— START —

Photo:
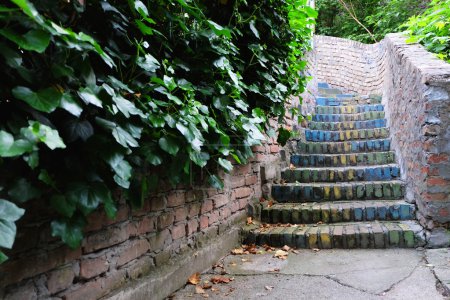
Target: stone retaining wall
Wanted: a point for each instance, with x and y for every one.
(416, 93)
(140, 247)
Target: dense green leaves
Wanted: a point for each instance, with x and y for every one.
(95, 95)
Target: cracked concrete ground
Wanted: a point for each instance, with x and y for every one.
(327, 274)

— END —

The problem: Reproduce every item above word for word, leaving out the pictures.

Result:
Photo:
Target: stone retaining wall
Wanted: a point for each instance, with x and y for every one.
(416, 93)
(140, 247)
Target: dense green leaves
Wanted: a point for each instance, with x and y for every one.
(95, 95)
Target: cracked concrete ground
Wanted: a point for each instance, with x and y for every one.
(327, 274)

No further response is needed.